Each line below should be reproduced without any alteration.

>> BEGIN

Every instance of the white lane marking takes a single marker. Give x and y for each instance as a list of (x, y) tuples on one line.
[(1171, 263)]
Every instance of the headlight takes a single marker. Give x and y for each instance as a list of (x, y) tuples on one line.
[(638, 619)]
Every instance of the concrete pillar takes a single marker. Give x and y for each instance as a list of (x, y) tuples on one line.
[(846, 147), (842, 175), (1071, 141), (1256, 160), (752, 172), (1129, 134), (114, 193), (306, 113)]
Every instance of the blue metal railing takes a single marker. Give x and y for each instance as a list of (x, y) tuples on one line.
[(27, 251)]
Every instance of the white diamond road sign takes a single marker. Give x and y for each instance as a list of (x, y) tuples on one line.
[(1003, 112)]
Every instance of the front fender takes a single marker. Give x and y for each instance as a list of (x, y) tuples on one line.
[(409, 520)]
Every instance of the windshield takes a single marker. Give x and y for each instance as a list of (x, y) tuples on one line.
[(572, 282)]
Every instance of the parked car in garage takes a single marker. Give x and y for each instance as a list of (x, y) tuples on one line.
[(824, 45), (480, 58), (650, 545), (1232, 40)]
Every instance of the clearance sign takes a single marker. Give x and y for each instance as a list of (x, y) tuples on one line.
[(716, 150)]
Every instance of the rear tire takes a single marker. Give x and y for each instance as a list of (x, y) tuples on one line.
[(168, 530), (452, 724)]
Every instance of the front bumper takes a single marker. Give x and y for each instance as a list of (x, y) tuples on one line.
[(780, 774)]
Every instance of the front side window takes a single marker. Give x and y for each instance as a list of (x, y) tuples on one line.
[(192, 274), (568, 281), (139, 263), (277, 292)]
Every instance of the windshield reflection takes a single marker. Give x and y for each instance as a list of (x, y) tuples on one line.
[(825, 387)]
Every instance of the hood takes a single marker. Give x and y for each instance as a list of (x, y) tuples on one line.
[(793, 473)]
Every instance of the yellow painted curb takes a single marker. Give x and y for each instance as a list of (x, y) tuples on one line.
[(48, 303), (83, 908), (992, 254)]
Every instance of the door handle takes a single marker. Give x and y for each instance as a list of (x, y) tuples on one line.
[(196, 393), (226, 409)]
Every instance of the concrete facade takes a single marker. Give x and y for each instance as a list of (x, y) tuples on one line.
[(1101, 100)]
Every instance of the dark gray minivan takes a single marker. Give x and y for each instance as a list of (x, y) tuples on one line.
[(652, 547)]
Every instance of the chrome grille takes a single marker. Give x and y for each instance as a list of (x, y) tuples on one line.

>> END

RESPONSE
Every instance of the white lane marking takes a single marker. Give x and y for each instance as a list of (x, y) tuples on one line.
[(1171, 263)]
Every instance of the headlight takes a single marker. Give x and y for each instance as a list of (x, y) tuples on one line.
[(638, 619)]
Every instance of the concrete pillar takes a single marker. Give x and y for each instance as a list of (x, y) tuples on one line.
[(846, 147), (842, 175), (1071, 141), (1256, 160), (752, 172), (1129, 134), (114, 193), (306, 113)]
Every instance of the blue metal railing takes a single marker. Give x and y for each instance as a list of (x, y) tuples on one line.
[(27, 251)]
Every instance of the white diamond road sign takes a single marker. Give x and y for each instance as a list of (x, y) tuples on one line.
[(1003, 112)]
Every instance of the front fender takes a single marker. Give x and y for each instance as a list of (x, y) tuples on one line.
[(409, 520)]
Every instance of the windshield takes a single marker. Give x and y for each instance as a list of (x, y) tuples on one line.
[(572, 282)]
Every instance of the parked car in garage takes a single marker. Give x and y for each instance as a list of (x, y) tuples on one line.
[(824, 45), (480, 58), (650, 545), (1232, 40)]
Every instance of the clearance sign takes a single marker. Give x and y for each instance as a list of (x, y) tuples on one line.
[(716, 150)]
Every instance of the rear tire takes a single marker. Give x and y for each instance as a list of (x, y) tuples on one line.
[(168, 530), (452, 724)]
Every instance of the front bumper takes a single marker. Give x and y for each instance as a list of (x, y) tuples on one line.
[(780, 774)]
Every instance of the front side window takes a single marker. Give x and y for each instance as a list of (x, y) tuples on one line.
[(192, 274), (568, 281), (139, 263), (277, 292)]
Every instance of the windshield reflection takes a single marker. Give x and y for each instance as a list of (x, y) tuples on one line.
[(825, 387)]
Every instance of the hood takes a single marker. Give x and y for each instance as a list of (x, y) tuples on one line.
[(793, 473)]
Every instance of the yellow painted curb takes a single marker. Give x and y for each instance as a list of (x, y) tuples on one line.
[(48, 303), (83, 908), (992, 254)]
Every instance of the door handle takes a single marker. Give x and y for each instance as a list of (x, y) tuples on one line.
[(196, 393), (226, 409)]
Every instance of the concrete facade takes a single marker. Give x and y for each instance as a list of (x, y) tuples on one line.
[(1101, 100)]
Every instance of the dark gray minivan takes a single marker. Give x and y for each instance as a list of (x, y) tuples on one line.
[(652, 547)]
Every instance of the chrome grille takes a single marker. Give x and y for each instance as a list of (x, y) tuples on one line.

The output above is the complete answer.